Task instructions » Can you change every "instance" to "occurrence" throughout the records below and give them again with nothing else altered?

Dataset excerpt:
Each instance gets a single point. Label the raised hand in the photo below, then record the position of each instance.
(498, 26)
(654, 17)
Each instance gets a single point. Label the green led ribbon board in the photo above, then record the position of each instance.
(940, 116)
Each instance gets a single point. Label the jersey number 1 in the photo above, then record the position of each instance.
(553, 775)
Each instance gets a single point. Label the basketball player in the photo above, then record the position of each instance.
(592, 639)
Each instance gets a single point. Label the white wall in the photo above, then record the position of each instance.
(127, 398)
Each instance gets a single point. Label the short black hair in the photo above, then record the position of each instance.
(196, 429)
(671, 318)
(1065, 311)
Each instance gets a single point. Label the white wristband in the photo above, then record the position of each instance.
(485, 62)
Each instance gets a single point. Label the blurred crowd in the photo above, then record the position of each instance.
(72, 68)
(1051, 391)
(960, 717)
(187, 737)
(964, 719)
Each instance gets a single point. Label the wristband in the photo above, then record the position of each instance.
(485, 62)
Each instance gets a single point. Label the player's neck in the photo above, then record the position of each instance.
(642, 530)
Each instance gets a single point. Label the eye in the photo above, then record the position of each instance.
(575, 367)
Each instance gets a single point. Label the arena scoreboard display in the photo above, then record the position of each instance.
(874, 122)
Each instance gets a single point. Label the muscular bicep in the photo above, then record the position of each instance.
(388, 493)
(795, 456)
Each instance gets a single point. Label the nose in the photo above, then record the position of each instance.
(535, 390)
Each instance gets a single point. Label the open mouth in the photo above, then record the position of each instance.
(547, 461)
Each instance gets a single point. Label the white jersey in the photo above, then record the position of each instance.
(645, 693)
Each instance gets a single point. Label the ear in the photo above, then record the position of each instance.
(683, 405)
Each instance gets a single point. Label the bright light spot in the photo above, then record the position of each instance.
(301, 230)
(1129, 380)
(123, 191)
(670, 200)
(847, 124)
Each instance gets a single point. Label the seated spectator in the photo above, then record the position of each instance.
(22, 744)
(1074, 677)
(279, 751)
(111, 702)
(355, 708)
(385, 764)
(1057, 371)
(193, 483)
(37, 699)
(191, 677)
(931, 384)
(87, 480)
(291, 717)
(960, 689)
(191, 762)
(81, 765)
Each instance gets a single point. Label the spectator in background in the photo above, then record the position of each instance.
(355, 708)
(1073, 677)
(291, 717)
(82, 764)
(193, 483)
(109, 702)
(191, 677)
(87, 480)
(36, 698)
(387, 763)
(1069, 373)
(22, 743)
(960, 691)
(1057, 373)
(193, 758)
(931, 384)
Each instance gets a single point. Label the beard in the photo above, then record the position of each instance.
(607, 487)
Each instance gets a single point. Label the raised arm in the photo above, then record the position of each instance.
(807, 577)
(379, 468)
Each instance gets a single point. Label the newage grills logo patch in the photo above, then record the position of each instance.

The completed task »
Each occurrence gets a single point. Label the raised hand in the photo below, then record the position of each occurrence.
(498, 26)
(654, 17)
Each occurrence gets a single point. Label the green led ribbon board in the photo above, then record the position of each occurrence.
(940, 116)
Each occurrence gets a single point. Label the jersey number 1 in the photo above, then record the position of each occurrence.
(553, 775)
Each occurrence gets a single point. Label the basketball player in the photo above, then record the position of each occurrence.
(592, 639)
Each occurrence gets a single point. Label the white wall in the photo above, then record the position of each occurrence.
(127, 398)
Each occurrence gets a single point. Label the short black hair in the photo above, then record the position of each occurrence.
(196, 429)
(671, 318)
(1065, 311)
Each occurrence gets a single point. Label the white wristband in the photo above, then record the position of each occurrence.
(485, 62)
Each occurrence gets a single point. Label the blurred crowd in the photo above, then record the position of each occurrence.
(72, 68)
(1051, 391)
(960, 717)
(187, 737)
(964, 719)
Each occurrence gets a single point. Label the wristband in the photo above, then record the position of each occurrence.
(485, 62)
Each occurrence gets a single point. Label the player's neck in the photo above, then record the position of each occurrence.
(642, 530)
Each occurrence gets a single point. Label the eye in the photo above, then record the position of each occurrence.
(575, 367)
Each occurrence gets a single point. Label the arena scoreboard display in the photo above, then record the position of each occurrence.
(874, 122)
Each occurrence gets a single point. Label the muscular bicep in the photo above, then record the position of each occurrence.
(388, 493)
(795, 456)
Each occurrence gets a single point. Label the nose in the photo above, then record the position of each occurrence.
(535, 390)
Each occurrence gets a single point. Label the open mouth in the photo above, then record the position of each occurrence.
(547, 461)
Each occurrence gets a single point. Label the white jersey in the photo above, then record the position of each occurrence.
(645, 693)
Each occurrence gets a single point. Label the ear in the photo above, then record the position of each occurrence.
(683, 405)
Each occurrence gets a single point. Label the bright light spot in the photo above, then record the position of each occurrence.
(301, 230)
(1129, 380)
(123, 191)
(670, 200)
(847, 124)
Each occurrence gets a single point. Label the seated spectator in the photo above, then record the position of each occurrence.
(22, 744)
(1074, 677)
(279, 751)
(111, 702)
(355, 708)
(385, 764)
(1057, 371)
(193, 483)
(37, 699)
(191, 677)
(931, 384)
(87, 480)
(291, 717)
(960, 689)
(191, 762)
(81, 765)
Each occurrence gets a single point. Label the spectator in background in the photo above, then record the position of each occurrence.
(355, 708)
(1073, 677)
(291, 717)
(82, 764)
(193, 483)
(109, 702)
(191, 677)
(87, 480)
(36, 698)
(387, 763)
(1069, 373)
(22, 743)
(960, 691)
(1057, 373)
(193, 758)
(931, 384)
Each occurrence gets a single point. Label the beard in the photo above, then record the position of each occurrence.
(607, 487)
Each occurrence gets a single point. Label the raised arm in the photo above, then record the position of each occurrence.
(807, 577)
(379, 468)
Each occurrence gets a single point. Label the newage grills logo patch in the photo above, then record the position of each occurrence.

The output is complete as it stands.